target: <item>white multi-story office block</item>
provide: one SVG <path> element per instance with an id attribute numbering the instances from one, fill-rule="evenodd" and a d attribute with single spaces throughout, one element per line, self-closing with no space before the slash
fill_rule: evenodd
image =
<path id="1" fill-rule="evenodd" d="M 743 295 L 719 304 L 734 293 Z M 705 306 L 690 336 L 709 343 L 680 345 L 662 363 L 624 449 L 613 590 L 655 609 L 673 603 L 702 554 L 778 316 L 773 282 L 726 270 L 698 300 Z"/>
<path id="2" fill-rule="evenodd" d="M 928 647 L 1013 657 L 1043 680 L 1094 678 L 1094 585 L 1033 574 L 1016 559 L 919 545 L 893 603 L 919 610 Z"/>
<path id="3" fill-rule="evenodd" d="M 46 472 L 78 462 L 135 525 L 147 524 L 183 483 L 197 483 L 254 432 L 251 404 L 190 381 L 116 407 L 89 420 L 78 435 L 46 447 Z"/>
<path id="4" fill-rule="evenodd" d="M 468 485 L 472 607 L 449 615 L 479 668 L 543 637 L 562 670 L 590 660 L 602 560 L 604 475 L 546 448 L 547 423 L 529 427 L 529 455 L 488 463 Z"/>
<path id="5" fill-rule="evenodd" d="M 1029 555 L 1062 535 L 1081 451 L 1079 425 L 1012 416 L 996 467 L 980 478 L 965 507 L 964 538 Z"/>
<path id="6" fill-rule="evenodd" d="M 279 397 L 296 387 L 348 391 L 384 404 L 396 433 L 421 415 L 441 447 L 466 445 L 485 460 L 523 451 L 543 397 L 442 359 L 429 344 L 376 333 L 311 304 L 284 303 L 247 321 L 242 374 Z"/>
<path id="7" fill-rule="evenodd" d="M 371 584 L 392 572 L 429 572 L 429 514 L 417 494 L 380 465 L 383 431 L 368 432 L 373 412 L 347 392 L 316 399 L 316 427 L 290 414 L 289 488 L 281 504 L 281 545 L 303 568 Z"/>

* * * * * * *

Copy every line of the items above, character for character, without changing anything.

Answer for the task:
target: <item>white multi-story office block</item>
provide: one SVG <path> element per instance with an id attribute numbering the instances from one, fill-rule="evenodd" and a d attribute with single spaces throughout, one element per line, self-closing with no space before the slash
fill_rule: evenodd
image =
<path id="1" fill-rule="evenodd" d="M 743 295 L 719 304 L 734 293 Z M 705 306 L 690 336 L 709 343 L 680 345 L 662 363 L 624 449 L 613 590 L 655 609 L 673 603 L 702 554 L 778 316 L 773 282 L 726 270 L 698 300 Z"/>
<path id="2" fill-rule="evenodd" d="M 928 647 L 1013 657 L 1043 680 L 1094 678 L 1094 585 L 1033 574 L 1016 559 L 919 545 L 893 603 L 919 610 Z"/>
<path id="3" fill-rule="evenodd" d="M 46 472 L 78 462 L 135 525 L 147 524 L 183 483 L 197 483 L 254 432 L 251 404 L 190 381 L 116 407 L 89 420 L 78 435 L 46 447 Z"/>
<path id="4" fill-rule="evenodd" d="M 468 485 L 472 607 L 449 615 L 479 668 L 543 637 L 562 670 L 590 660 L 602 560 L 604 475 L 546 448 L 547 423 L 529 427 L 529 455 L 488 463 Z"/>
<path id="5" fill-rule="evenodd" d="M 1029 555 L 1062 535 L 1081 451 L 1079 425 L 1012 416 L 996 467 L 980 478 L 965 507 L 964 538 Z"/>
<path id="6" fill-rule="evenodd" d="M 279 397 L 296 387 L 348 391 L 384 404 L 396 433 L 421 415 L 441 447 L 466 445 L 485 460 L 523 451 L 543 397 L 442 359 L 429 344 L 376 333 L 311 304 L 284 303 L 247 321 L 242 374 Z"/>
<path id="7" fill-rule="evenodd" d="M 371 584 L 392 572 L 429 572 L 429 514 L 417 494 L 380 465 L 383 431 L 368 432 L 373 412 L 347 392 L 316 399 L 316 427 L 290 414 L 289 488 L 281 504 L 281 545 L 303 568 Z"/>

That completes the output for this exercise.